Exercise —
Render every line from the one containing "monkey's back, one" through the end of the items as a Markdown table with the columns Row and Line. Number each line in the Row column and leave out any blank lines.

Material for this task —
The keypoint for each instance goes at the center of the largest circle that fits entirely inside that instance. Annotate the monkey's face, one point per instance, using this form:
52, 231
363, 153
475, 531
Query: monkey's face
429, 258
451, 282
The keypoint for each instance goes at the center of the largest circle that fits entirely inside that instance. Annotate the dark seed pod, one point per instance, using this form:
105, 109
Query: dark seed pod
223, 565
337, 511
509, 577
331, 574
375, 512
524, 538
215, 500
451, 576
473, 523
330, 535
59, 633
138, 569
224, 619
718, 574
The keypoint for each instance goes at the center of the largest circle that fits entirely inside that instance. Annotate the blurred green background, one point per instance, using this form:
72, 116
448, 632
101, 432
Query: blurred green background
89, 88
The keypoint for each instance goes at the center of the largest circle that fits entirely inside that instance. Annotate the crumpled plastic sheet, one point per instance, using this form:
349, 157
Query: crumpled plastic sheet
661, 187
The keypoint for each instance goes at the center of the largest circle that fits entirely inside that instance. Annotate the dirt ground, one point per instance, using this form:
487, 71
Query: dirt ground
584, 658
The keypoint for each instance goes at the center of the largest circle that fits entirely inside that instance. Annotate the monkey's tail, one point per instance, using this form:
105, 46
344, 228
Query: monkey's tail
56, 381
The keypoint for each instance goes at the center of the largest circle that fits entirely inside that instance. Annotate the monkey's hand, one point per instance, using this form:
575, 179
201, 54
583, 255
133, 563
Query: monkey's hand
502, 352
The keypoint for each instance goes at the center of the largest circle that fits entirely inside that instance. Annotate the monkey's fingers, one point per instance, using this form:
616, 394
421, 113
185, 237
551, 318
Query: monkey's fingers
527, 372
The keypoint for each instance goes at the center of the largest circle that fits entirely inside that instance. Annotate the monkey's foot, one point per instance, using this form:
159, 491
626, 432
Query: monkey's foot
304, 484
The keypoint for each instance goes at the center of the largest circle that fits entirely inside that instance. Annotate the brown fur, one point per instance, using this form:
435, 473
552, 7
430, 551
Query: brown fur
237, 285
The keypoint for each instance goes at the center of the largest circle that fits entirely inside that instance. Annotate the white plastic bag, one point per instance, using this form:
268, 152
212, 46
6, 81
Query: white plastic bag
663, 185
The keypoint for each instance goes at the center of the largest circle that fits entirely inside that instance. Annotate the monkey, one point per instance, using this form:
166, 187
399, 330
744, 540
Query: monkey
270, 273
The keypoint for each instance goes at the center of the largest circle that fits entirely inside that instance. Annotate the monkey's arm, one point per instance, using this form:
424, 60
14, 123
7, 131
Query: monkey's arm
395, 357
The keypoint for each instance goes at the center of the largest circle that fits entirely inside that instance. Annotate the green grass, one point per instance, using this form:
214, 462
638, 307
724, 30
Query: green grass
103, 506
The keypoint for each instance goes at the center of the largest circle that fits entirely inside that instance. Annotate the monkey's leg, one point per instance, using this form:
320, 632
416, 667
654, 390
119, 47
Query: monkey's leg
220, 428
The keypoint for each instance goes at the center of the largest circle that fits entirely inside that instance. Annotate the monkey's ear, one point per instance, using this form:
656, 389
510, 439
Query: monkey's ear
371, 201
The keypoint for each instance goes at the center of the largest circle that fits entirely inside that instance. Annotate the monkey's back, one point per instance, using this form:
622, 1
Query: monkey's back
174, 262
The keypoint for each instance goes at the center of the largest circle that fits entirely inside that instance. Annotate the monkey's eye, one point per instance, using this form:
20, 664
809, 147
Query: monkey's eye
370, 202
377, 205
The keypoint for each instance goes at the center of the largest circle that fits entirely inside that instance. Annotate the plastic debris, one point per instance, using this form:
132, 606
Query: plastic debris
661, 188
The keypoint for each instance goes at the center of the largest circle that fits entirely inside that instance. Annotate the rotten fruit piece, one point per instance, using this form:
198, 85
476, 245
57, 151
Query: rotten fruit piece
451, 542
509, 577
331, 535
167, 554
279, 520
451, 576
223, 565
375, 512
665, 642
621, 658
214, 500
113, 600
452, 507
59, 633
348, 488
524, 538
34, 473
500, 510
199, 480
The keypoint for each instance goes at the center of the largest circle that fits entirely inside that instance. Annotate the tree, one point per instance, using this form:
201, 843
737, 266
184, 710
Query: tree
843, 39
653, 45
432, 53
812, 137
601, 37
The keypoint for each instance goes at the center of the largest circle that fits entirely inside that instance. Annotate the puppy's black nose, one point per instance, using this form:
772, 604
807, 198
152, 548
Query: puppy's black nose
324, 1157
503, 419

Response —
| Row | Line |
|---|---|
| 1 | The keypoint for each instance goes at the center of the largest circle that fits entirely inside that instance. Annotate the monkey's back, one point per instance, using this form: |
| 2 | 622, 1 |
| 3 | Query: monkey's back |
| 4 | 174, 262 |
| 5 | The keypoint for each instance goes at the center of the largest circle that fits entirely inside that instance. Annotate the monkey's eye, one point per instance, using this form: |
| 6 | 20, 664 |
| 7 | 809, 147 |
| 8 | Query: monkey's eye |
| 9 | 370, 202 |
| 10 | 377, 205 |
| 11 | The keypoint for each instance goes at the center of the largest circle that fits entirely inside that instance. Annotate the plastic debris, one point per instance, using this form: |
| 12 | 132, 606 |
| 13 | Query: plastic debris |
| 14 | 661, 188 |
| 15 | The keypoint for each instance goes at the center of the largest circle that fits entirely inside that instance. Annotate the rotten fruit piece, one point per instance, using this form: |
| 16 | 198, 85 |
| 17 | 476, 245 |
| 18 | 57, 151 |
| 19 | Query: rotten fruit piece |
| 20 | 451, 542 |
| 21 | 509, 577 |
| 22 | 331, 535 |
| 23 | 167, 554 |
| 24 | 279, 520 |
| 25 | 451, 576 |
| 26 | 223, 565 |
| 27 | 375, 512 |
| 28 | 665, 642 |
| 29 | 621, 658 |
| 30 | 214, 500 |
| 31 | 113, 600 |
| 32 | 452, 507 |
| 33 | 59, 633 |
| 34 | 348, 488 |
| 35 | 524, 538 |
| 36 | 34, 473 |
| 37 | 500, 510 |
| 38 | 199, 480 |
| 39 | The keypoint for each instance goes at the center of the largest circle that fits entirely inside that instance. Annotate the tree, one point per instance, using this form: |
| 40 | 201, 843 |
| 41 | 737, 266 |
| 42 | 184, 710 |
| 43 | Query: tree |
| 44 | 843, 39 |
| 45 | 653, 45 |
| 46 | 432, 53 |
| 47 | 812, 137 |
| 48 | 601, 37 |
| 49 | The keypoint for each instance goes at the center of the largest circle that fits entirely inside that instance. Annotate the puppy's black nose, one point per instance, using this form: |
| 50 | 772, 604 |
| 51 | 807, 198 |
| 52 | 152, 548 |
| 53 | Query: puppy's black nose |
| 54 | 324, 1157 |
| 55 | 503, 419 |